▶ **Instructions to follow**
Every line in the data below from the one containing "Query: beard" down to the one containing "of the neck", both included, must be retyped exactly; no other line is to appear.

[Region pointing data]
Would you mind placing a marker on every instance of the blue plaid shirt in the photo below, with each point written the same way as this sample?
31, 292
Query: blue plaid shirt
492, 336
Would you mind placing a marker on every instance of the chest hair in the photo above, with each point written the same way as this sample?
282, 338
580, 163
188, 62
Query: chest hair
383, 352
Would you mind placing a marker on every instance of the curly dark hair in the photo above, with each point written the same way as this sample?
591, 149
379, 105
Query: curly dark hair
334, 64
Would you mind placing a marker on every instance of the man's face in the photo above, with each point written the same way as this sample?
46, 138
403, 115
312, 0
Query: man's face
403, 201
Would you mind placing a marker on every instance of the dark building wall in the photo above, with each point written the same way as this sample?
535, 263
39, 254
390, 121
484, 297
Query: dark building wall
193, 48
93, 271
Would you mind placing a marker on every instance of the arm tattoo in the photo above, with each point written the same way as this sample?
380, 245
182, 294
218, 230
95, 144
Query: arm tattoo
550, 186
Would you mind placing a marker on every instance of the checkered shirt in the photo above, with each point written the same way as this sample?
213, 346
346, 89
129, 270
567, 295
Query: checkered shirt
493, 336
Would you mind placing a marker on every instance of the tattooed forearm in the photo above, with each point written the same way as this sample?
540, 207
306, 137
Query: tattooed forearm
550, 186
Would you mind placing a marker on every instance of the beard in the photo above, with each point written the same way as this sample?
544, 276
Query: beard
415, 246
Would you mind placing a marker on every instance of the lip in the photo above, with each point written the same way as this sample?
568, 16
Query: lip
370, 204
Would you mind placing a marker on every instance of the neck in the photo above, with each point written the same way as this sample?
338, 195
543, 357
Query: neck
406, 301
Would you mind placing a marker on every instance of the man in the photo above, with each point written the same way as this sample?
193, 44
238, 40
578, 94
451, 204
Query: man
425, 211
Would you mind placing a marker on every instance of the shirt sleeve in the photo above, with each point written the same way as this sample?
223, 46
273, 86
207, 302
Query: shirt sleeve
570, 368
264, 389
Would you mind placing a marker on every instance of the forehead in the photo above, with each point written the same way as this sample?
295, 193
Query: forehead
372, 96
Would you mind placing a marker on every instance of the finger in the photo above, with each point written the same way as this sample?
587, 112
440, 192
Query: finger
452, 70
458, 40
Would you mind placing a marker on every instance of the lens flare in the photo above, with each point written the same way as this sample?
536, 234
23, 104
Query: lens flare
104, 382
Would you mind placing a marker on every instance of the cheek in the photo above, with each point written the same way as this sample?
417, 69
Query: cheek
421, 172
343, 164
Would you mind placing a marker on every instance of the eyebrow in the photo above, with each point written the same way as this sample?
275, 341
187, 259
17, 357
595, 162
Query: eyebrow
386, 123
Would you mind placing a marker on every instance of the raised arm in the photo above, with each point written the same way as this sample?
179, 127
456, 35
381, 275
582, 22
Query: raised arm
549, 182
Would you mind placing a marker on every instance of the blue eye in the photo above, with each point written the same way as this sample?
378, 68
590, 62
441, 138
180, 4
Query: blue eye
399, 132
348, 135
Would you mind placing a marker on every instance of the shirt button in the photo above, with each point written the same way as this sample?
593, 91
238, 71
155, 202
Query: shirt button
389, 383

▶ **Answer space**
Query: beard
415, 246
Would you mind placing a marker on every instance of the lip in the photo above, with each point written the same way as this sample?
568, 16
Query: lip
370, 204
Would you mind placing a marker on every instance of the neck in the photo above, with each point written the same way as this sample?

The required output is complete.